**TEXT EXTRACT:**
○ ○ ○
The acquisition has been accounted for as a business combination using the acquisition method. Under the acquisition method of accounting, the fair value of the consideration transferred is allocated to the tangible and intangible assets acquired and the liabilities assumed based on their estimated fair values as of the acquisition date.

 

The aggregate purchase price noted above was allocated to the major categories of assets acquired and liabilities assumed based on preliminary estimated fair values as of the date of the business combination. We applied significant judgment in estimating the fair value of assets acquired and liabilities assumed, which involved the use of significant estimates and assumptions with respect to future rig counts, estimated economic useful lives, operating and capital cost estimates, and a weighted average discount rate reflecting the cost of capital for market participants of 10.5%. The carrying amounts of cash and cash equivalents, accounts receivable, other assets, accounts payable and accrued liabilities approximate their fair values due to their nature or the short-term maturity of instruments. The remaining assets acquired and liabilities assumed are based on inputs that are not observable in the market and thus represent Level 3 inputs. The fair value of inventory and rental equipment was determined using a replacement cost approach. Intangible assets primarily consist of customer relationships and developed technology, the fair values of which were determined using an income approach. Property and equipment was valued using a combination of indirect cost and a market approach. Certain data necessary to complete the purchase price allocation is not yet available, including final tax returns that provide the underlying tax basis of Ulterra’s assets and liabilities. We will complete the purchase price allocation during the 12-month period following the acquisition date.

 

11


 

Assets acquired:

 

 

Cash and cash equivalents

$

18,426

 

Accounts receivable

 

68,467

 

Inventory (1)

 

36,313

 

Rental equipment (2)

 

109,055

 

Property and equipment

 

27,583

 

Intangible assets

 

313,000

 

Operating lease right of use asset

 

7,513

 

Finance lease right of use asset

 

5,228

 

Other assets

 

14,274

 

Total assets acquired

 

599,859

 

 

 

 

Liabilities assumed:

 

 

Accounts payable

 

23,258

 

Accrued liabilities

 

26,475

 

Operating lease liability

 

7,513

 

Finance lease liability

 

5,228

 

Deferred tax liabilities

 

82,851

 

Total liabilities assumed

 

145,325

 

Less: noncontrolling interest

 

(8,729

)

Net assets acquired

 

445,805

 

Goodwill

 

451,341

 

Total consideration transferred

$

897,146

 

(1)
We recorded an adjustment of $5.5 million to write-up acquired drill bits classified as inventory to estimated fair value. This adjustment will be recorded as direct operating expense as acquired drill bits are sold.
(2)
○ ○ ○
**RECORDS SHOWN:**
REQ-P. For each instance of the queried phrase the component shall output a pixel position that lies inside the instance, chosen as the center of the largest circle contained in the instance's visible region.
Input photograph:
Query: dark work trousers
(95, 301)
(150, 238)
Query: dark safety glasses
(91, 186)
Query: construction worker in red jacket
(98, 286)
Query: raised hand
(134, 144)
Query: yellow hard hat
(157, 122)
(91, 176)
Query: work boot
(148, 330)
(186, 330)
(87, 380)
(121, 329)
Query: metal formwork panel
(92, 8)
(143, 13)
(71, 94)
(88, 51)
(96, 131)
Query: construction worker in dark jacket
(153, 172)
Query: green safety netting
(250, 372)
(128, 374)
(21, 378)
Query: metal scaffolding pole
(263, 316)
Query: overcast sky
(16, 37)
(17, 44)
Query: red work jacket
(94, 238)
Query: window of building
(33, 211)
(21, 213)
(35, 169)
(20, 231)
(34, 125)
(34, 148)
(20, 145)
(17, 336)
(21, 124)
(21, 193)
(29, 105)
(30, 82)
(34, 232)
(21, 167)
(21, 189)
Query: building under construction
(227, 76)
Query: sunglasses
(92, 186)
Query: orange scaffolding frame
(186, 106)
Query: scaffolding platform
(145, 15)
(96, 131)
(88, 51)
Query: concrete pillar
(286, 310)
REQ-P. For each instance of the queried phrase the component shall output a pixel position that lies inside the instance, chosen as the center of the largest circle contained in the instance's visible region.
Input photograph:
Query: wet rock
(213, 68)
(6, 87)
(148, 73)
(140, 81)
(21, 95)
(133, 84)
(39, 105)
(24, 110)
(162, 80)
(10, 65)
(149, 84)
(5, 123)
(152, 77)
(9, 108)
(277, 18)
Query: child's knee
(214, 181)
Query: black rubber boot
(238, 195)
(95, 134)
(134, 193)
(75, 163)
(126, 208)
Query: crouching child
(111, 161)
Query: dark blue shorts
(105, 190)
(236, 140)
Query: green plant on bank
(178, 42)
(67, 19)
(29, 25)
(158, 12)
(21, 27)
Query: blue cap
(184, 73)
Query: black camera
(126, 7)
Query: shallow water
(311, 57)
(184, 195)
○ ○ ○
**DIRECTIVES:**
1. Output, as a JSON list of strings with one string per line and blank lines omitted, the lines of the listing starting at the line containing "Query: concrete pillar" and ending at the final line of the listing.
2. Write the next part of the Ulterra acquisition text, picking up after its final line.

**RESPONSES TO THE TASKS:**
1.
[
  "Query: concrete pillar",
  "(286, 310)",
  "REQ-P. For each instance of the queried phrase the component shall output a pixel position that lies inside the instance, chosen as the center of the largest circle contained in the instance's visible region.",
  "Input photograph:",
  "Query: wet rock",
  "(213, 68)",
  "(6, 87)",
  "(148, 73)",
  "(140, 81)",
  "(21, 95)",
  "(133, 84)",
  "(39, 105)",
  "(24, 110)",
  "(162, 80)",
  "(10, 65)",
  "(149, 84)",
  "(5, 123)",
  "(152, 77)",
  "(9, 108)",
  "(277, 18)",
  "Query: child's knee",
  "(214, 181)",
  "Query: black rubber boot",
  "(238, 195)",
  "(95, 134)",
  "(134, 193)",
  "(75, 163)",
  "(126, 208)",
  "Query: crouching child",
  "(111, 161)",
  "Query: dark blue shorts",
  "(105, 190)",
  "(236, 140)",
  "Query: green plant on bank",
  "(178, 42)",
  "(67, 19)",
  "(29, 25)",
  "(158, 12)",
  "(21, 27)",
  "Query: blue cap",
  "(184, 73)",
  "Query: black camera",
  "(126, 7)",
  "Query: shallow water",
  "(311, 57)",
  "(184, 195)"
]

2.
We recorded an adjustment of $74.4 million to write-up acquired drill bits classified as long-lived assets to estimated fair value. This adjustment will be depreciated as acquired drill bits are rented over a weighted-average estimated useful life of 7.5 runs.

 

The goodwill recognized in the acquisition represents the excess of the gross consideration transferred over the fair value of the underlying net tangible and identifiable intangible assets acquired and liabilities assumed. Goodwill of $451.3 million represents the potential for new growth opportunities internationally with the acquisition of Ulterra as well as the recognition of deferred taxes for the difference between the fair value of the assets acquired and liabilities assumed and the respective carry-over tax basis. Goodwill is not deductible for tax purposes. All of the goodwill was assigned to our Drilling Products segment. See Note 7.

 

Approximately $46.6 million of revenues and $6.6 million of net loss attributed to the Ulterra acquisition are included in the consolidated statements of operations for the period from the closing date on August 14, 2023 through September 30, 2023. During the nine months ended September 30, 2023, we incurred costs related to the Ulterra acquisition totaling $5.2 million, which are included in our consolidated statements of operations as “Merger and integration expense.”

 

A portion of the fair value consideration transferred has been provisionally assigned to identifiable intangible assets as follows:

 

 

Fair Value

 

 

Weighted Average Useful Life

 

 

(in thousands)

 

 

(in years)

 

Customer relationships

$

245,000

 

 

 

15

 

Trade name

 

16,000

 

 

 

11

 

Developed technology

 

52,000

 

 

 

8

 

Intangible assets

$

313,000

 

 

 

 

 

Pro Forma

 

The following pro forma condensed combined financial information was derived from our and Ulterra’s historical financial statements and gives effect to the acquisition as if it had occurred on January 1, 2022. The below information reflects pro forma adjustments based on available information and certain assumptions we believe are reasonable, including (i) adjustments related to the depreciation and amortization of the step up to fair value of $77.6 million for acquired intangibles, $74.4 million for acquired drill bits classified as long-lived assets, and $5.5 million for acquired drill bits classified as inventory, (ii) removal of $12.8 million of historical interest expense of the acquired entity and (iii) $7.9 million of tax benefit relating to the aforementioned pro forma adjustments.

 

12


 

The pro forma results of operations do not include any anticipated cost savings or other synergies that may result from the Ulterra acquisition nor do they include any estimated costs that will be incurred to integrate Ulterra operations. The pro forma results of operations include our merger and integration expense of $5.2 million as if they had been incurred in the first quarter of 2022.

 

The pro forma condensed combined financial information has been included for comparative purposes and is not necessarily indicative of the results that might have actually occurred had the Ulterra acquisition taken place on January 1, 2022. Furthermore, the financial information is not intended to be a projection of future results. The following table summarizes our selected financial information on a pro forma basis (in thousands, except per share data):

 

 

Three Months Ended

 

 

Nine Months Ended

 

 

September 30,

 

 

September 30,

 

 

2023

 

 

2022

 

 

2023

 

 

2022

 

 

(Unaudited)

 

Revenues

$

1,052,282

 

 

$

824,902

 

 

$

2,785,279

 

 

$

2,135,922

 

Net income (loss)

$

(27,925

)

 

$

58,762

 

 

$

163,904

 

 

$

54,365

 

 

 

NexTier Oilfield Solutions Inc.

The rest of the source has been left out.